WHAT IS NEEDED -> Format the rows, from the start through the line containing "(1085, 142)", as a numbered list without blank lines, and leave the pictures out of the answer.

RECORDED INFORMATION ->
_ _ _ _ _

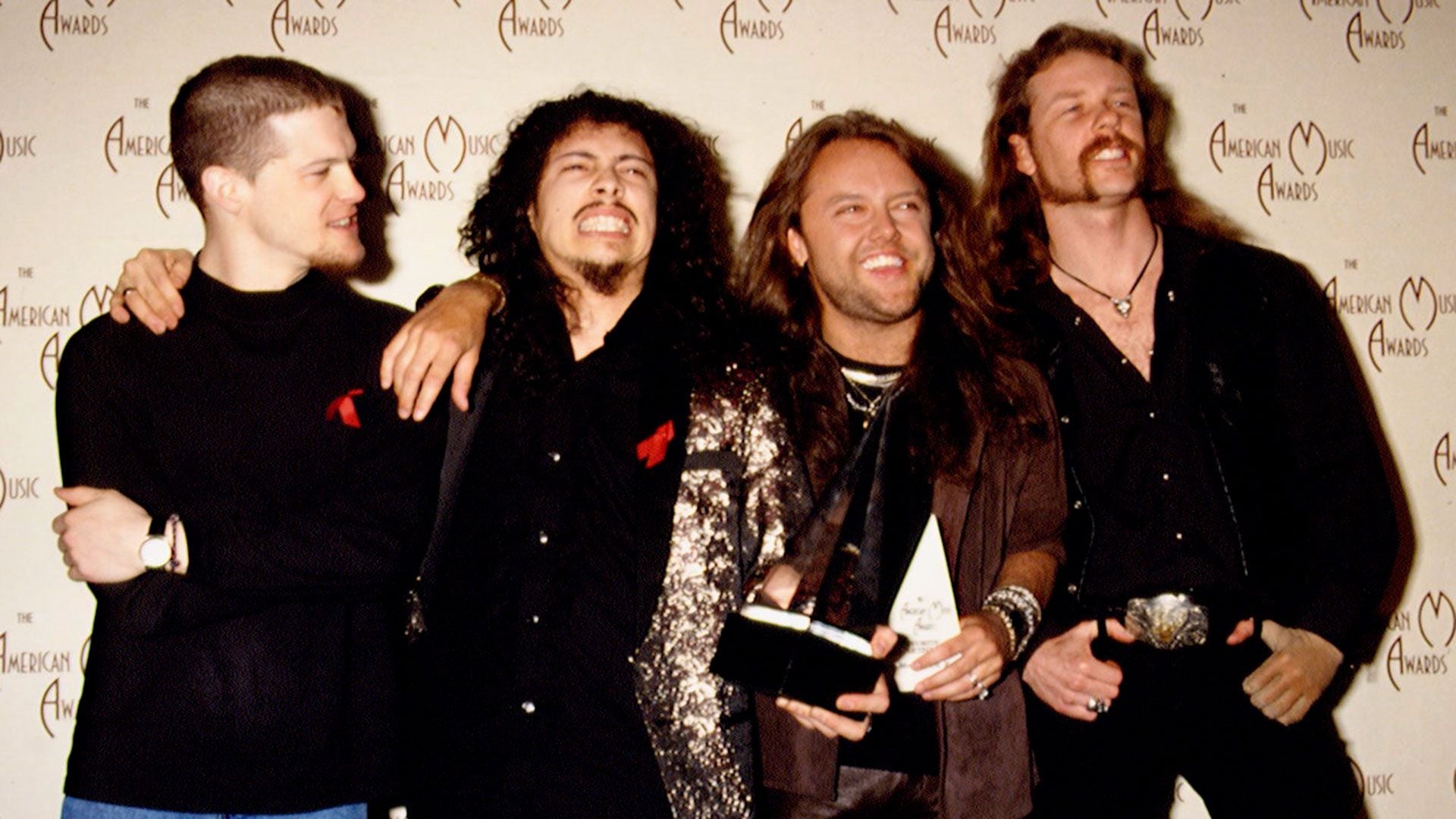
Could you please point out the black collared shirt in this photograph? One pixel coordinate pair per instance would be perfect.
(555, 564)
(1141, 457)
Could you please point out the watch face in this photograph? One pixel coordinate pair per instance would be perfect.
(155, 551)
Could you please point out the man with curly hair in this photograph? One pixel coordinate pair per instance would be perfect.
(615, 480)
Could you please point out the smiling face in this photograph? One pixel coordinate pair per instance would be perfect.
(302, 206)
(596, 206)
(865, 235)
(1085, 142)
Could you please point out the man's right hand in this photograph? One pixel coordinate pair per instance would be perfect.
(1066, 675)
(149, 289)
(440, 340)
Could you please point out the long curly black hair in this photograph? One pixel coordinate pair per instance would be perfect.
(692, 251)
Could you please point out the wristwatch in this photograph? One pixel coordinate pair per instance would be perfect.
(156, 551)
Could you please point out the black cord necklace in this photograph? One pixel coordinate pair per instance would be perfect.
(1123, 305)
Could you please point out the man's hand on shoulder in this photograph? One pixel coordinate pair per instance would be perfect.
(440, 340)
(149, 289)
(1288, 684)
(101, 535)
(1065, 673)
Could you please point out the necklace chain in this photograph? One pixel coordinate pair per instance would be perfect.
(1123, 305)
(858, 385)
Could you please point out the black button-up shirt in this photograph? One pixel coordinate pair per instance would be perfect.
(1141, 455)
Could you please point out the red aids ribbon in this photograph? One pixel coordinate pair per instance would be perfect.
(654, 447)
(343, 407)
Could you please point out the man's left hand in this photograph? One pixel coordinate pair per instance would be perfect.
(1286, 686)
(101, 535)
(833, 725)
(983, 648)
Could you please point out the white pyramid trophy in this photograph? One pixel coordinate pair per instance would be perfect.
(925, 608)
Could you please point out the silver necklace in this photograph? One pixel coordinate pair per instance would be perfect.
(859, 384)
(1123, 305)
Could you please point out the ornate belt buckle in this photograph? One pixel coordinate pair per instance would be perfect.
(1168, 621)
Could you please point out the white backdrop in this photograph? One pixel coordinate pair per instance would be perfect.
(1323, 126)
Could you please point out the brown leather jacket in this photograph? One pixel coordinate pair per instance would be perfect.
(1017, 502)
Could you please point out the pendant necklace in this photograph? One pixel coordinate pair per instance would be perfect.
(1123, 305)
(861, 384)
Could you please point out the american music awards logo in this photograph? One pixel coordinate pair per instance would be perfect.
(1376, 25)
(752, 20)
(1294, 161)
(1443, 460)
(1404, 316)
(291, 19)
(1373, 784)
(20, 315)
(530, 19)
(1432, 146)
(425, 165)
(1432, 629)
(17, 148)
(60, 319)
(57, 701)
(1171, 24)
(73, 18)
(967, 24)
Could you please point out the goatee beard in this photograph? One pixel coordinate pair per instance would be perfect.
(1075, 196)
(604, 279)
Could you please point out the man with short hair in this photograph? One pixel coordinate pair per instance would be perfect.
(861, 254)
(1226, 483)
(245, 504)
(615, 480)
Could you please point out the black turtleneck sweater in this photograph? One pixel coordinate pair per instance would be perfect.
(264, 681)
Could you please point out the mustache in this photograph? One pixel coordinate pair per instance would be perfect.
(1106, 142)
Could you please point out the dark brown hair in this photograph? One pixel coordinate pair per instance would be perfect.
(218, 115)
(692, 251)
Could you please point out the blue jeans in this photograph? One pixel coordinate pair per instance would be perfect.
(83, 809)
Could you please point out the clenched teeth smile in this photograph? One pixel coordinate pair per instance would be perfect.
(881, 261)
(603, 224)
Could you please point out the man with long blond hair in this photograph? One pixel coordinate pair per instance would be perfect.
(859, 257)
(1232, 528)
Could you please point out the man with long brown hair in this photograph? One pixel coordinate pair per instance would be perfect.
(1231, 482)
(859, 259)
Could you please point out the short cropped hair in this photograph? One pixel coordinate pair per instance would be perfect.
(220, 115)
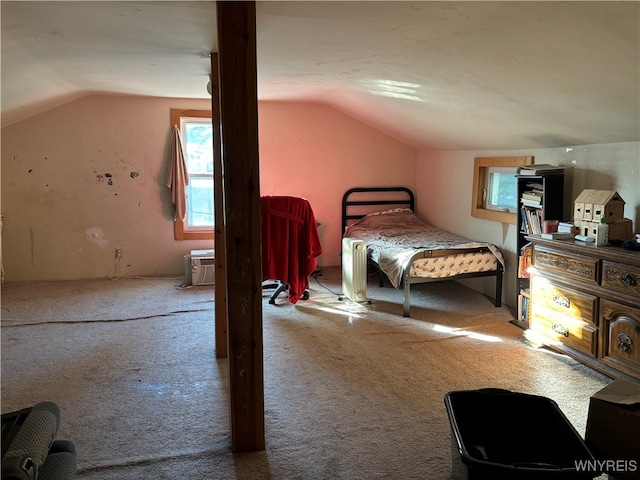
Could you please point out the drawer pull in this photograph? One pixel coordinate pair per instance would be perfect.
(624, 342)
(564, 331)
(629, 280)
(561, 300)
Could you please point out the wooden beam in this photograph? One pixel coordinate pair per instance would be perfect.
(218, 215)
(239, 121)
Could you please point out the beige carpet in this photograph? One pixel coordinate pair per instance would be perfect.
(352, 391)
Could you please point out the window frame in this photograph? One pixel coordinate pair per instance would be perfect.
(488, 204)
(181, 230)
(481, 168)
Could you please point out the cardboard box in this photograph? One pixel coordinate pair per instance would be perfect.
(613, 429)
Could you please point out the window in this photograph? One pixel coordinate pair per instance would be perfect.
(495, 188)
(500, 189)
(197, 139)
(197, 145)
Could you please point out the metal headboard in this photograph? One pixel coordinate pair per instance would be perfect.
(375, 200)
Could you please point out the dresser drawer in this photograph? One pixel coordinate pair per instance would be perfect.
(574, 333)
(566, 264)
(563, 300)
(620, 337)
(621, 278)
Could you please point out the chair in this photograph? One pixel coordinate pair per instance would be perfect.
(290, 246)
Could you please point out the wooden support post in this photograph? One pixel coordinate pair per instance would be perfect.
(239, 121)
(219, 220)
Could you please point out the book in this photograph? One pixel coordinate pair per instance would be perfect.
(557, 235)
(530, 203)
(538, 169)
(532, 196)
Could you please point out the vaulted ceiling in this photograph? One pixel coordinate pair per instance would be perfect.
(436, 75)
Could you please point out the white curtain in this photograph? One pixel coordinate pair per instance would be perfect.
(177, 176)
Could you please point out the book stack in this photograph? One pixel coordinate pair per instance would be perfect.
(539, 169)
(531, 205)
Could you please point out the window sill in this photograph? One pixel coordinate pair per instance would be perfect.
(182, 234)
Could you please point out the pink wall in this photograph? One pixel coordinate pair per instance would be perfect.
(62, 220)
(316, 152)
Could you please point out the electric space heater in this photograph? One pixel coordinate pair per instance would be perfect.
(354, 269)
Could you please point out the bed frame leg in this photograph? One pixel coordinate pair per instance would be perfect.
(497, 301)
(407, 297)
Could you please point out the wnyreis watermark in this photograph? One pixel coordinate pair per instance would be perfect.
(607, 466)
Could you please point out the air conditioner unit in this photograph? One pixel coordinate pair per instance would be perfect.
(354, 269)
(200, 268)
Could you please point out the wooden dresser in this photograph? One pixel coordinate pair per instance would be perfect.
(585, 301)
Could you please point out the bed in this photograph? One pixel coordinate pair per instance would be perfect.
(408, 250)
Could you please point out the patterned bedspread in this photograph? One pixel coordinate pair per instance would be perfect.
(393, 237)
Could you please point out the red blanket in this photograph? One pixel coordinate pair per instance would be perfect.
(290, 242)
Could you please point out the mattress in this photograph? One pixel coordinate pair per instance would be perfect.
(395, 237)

_ _ _ _ _

WRITTEN ANSWER ->
1. Could you please point out the black collared shirt in this photograph? One pixel coordinate pair per instance would be perfect.
2. (555, 564)
3. (1141, 457)
4. Could you please point out the watch face in this photograph? One pixel coordinate pair per instance would be perfect.
5. (155, 551)
6. Could you please point out the man with curly hair in this photograph? One pixel coordinate pair per instance would be perfect.
7. (615, 480)
8. Could you please point out the smiling face in this photograph? One pixel coordinate pair per instance would be perfect.
9. (302, 206)
10. (596, 206)
11. (865, 235)
12. (1085, 142)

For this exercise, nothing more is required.